» **Aufgabe**
Nennen Sie alle Staaten, die im Quellenauszug über die Griechenland-Krise vorkommen, jeweils in der Grundform.

An der Tragödie Griechenlands und der griechischen Misere der EU bleibt vieles rätselhaft. Dennoch haben in den letzten Tagen erstaunlich viele, die sich in den sozialen Medien und anderswo dazu geäußert haben, die wahren Schuldigen bereits ausgemacht: Deutschland und seine hässliche Deutsche, Bundeskanzlerin Angela Merkel. So ist es erstaunlich mit welcher Spontaneität und welchem Eifer hier in Österreich zum Beispiel Jakob Augstein für seinen Artikel in Spiegel-Online umgehend Beifall gezollt wurde.

» **Gespeicherte Daten**
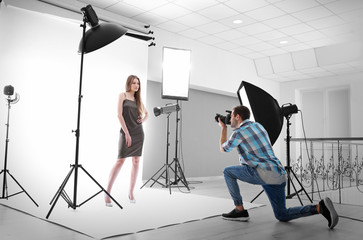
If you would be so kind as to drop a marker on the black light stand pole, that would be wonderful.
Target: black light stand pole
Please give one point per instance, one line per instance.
(75, 167)
(289, 170)
(165, 166)
(5, 170)
(177, 167)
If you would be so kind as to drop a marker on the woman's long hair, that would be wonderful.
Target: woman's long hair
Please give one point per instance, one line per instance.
(137, 94)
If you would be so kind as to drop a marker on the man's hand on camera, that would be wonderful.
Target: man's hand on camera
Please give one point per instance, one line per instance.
(221, 123)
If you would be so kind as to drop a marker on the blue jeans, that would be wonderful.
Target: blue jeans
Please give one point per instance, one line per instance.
(275, 193)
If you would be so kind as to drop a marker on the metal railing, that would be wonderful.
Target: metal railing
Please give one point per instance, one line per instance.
(330, 166)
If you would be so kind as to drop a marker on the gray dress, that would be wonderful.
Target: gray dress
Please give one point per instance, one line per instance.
(130, 114)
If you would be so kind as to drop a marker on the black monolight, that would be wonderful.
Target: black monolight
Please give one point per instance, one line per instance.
(266, 110)
(98, 36)
(169, 108)
(9, 92)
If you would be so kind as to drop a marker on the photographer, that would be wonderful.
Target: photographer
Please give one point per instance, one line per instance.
(260, 166)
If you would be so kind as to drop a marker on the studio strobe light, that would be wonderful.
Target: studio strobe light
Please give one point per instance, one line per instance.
(9, 92)
(266, 110)
(175, 85)
(98, 36)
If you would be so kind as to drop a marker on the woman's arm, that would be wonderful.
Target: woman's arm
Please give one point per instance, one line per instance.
(121, 99)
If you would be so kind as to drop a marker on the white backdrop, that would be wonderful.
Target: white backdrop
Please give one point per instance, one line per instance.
(38, 56)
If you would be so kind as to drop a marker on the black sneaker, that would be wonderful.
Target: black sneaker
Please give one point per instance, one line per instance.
(328, 211)
(236, 215)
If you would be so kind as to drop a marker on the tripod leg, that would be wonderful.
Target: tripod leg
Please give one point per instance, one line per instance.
(302, 188)
(257, 196)
(183, 179)
(59, 192)
(296, 192)
(99, 185)
(156, 180)
(22, 188)
(60, 189)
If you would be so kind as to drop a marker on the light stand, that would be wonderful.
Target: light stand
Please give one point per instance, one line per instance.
(289, 171)
(96, 41)
(167, 167)
(269, 114)
(5, 194)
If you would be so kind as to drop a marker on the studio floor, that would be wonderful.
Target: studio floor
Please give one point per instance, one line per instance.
(18, 225)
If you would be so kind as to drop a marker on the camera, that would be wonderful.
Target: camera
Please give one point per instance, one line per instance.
(8, 90)
(225, 119)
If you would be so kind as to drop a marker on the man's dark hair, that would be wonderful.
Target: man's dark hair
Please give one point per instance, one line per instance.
(242, 111)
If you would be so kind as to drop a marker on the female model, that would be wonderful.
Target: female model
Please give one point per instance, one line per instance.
(131, 114)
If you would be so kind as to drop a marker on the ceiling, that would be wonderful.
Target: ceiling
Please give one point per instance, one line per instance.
(287, 39)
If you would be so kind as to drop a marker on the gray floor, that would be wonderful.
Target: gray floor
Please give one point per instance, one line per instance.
(262, 225)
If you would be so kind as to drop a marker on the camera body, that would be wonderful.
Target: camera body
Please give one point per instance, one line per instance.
(225, 119)
(8, 90)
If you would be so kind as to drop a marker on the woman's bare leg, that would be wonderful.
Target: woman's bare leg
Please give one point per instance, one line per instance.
(113, 175)
(134, 172)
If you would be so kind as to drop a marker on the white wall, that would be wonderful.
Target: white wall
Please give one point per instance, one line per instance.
(38, 56)
(291, 92)
(212, 70)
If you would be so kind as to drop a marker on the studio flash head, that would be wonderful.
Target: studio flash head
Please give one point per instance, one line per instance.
(225, 119)
(8, 90)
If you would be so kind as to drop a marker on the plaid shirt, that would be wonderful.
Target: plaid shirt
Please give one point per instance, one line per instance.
(254, 147)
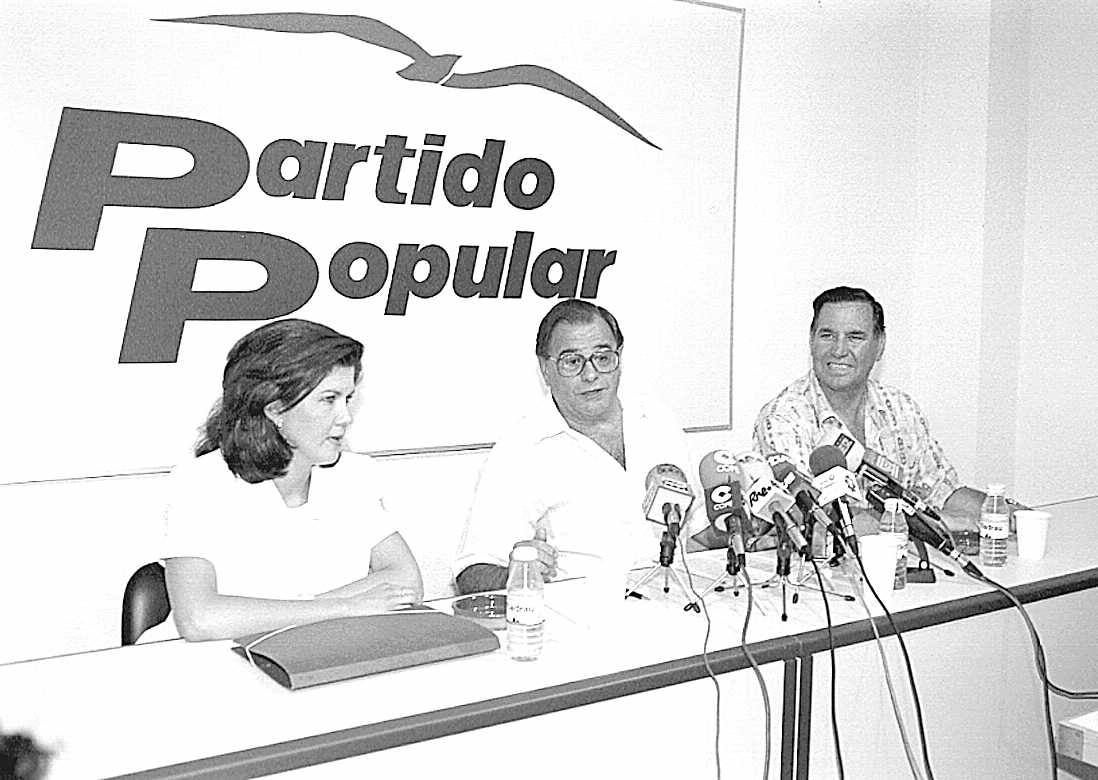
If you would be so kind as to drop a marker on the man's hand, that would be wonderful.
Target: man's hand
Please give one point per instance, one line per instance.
(547, 555)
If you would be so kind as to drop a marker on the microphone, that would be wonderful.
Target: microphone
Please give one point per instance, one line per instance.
(875, 469)
(836, 483)
(770, 501)
(925, 530)
(802, 491)
(724, 497)
(668, 497)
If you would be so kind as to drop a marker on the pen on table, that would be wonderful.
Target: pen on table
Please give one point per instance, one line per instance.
(948, 572)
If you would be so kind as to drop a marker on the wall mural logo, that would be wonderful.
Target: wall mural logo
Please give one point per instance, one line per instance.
(425, 66)
(80, 184)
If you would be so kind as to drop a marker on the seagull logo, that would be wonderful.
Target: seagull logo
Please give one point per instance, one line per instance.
(436, 68)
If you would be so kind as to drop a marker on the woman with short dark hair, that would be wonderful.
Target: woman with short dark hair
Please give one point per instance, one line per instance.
(273, 523)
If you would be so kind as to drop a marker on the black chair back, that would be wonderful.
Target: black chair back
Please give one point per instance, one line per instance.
(145, 602)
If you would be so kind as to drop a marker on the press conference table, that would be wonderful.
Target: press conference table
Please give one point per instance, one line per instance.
(627, 694)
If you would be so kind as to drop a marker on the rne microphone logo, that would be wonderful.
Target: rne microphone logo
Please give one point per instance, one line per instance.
(425, 67)
(721, 497)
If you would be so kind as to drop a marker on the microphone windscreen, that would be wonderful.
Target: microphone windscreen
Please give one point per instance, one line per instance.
(782, 470)
(826, 458)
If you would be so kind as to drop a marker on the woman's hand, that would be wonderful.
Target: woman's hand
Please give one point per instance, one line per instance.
(382, 597)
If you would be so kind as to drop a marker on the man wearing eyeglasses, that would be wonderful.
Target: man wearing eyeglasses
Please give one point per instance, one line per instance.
(570, 476)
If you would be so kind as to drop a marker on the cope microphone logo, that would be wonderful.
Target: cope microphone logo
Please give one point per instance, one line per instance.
(79, 185)
(721, 498)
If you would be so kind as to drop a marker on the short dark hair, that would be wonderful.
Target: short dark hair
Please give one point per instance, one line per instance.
(281, 361)
(849, 294)
(576, 312)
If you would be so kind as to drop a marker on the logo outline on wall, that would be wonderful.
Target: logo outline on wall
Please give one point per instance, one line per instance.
(425, 66)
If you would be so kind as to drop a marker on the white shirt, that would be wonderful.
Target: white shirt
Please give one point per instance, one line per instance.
(545, 474)
(258, 546)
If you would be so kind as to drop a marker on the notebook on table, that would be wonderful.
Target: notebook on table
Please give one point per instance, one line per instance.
(346, 647)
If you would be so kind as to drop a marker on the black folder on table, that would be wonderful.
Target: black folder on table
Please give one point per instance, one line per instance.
(345, 647)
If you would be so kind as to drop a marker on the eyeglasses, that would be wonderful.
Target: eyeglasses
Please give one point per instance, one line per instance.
(572, 364)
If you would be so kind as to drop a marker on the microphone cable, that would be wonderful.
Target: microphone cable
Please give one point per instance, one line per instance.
(1039, 647)
(907, 664)
(830, 646)
(892, 689)
(751, 660)
(705, 658)
(758, 671)
(1042, 670)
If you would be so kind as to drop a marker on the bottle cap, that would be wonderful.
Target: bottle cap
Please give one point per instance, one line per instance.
(524, 553)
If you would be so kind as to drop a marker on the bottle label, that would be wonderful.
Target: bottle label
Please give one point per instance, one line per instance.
(525, 609)
(994, 526)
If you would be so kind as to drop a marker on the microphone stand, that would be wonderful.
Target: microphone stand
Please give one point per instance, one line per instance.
(734, 574)
(782, 571)
(668, 543)
(806, 579)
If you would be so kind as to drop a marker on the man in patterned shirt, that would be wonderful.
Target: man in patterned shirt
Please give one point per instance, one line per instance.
(847, 337)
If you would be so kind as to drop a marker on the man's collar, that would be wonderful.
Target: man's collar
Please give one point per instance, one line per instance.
(824, 408)
(545, 420)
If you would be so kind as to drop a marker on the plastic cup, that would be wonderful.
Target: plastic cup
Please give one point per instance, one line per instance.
(878, 559)
(1032, 533)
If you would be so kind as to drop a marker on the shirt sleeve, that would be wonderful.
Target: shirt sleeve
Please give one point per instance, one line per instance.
(934, 479)
(186, 534)
(504, 510)
(779, 430)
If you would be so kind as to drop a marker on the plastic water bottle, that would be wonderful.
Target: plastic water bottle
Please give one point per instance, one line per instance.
(894, 524)
(994, 527)
(526, 599)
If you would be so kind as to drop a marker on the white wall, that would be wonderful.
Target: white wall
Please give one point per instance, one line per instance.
(1057, 376)
(940, 155)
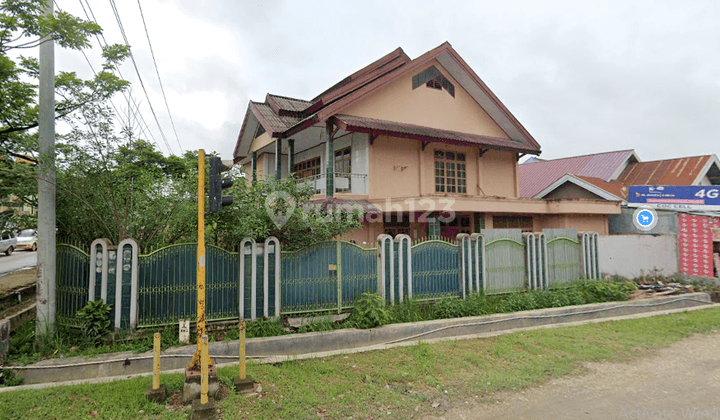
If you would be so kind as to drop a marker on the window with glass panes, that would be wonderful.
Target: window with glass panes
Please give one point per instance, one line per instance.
(450, 175)
(343, 161)
(307, 168)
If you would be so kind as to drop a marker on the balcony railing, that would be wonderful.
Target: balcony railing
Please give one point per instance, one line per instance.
(344, 183)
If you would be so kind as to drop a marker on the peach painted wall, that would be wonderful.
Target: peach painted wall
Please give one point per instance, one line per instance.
(580, 222)
(400, 168)
(499, 174)
(261, 141)
(428, 107)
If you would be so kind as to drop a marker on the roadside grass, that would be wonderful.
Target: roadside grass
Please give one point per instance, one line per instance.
(382, 384)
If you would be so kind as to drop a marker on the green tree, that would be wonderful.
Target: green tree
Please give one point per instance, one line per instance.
(282, 209)
(117, 186)
(23, 26)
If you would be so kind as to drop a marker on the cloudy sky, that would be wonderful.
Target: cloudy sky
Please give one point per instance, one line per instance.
(582, 77)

» **Ihre Lösung**
Griechenland, Deutschland, Österreich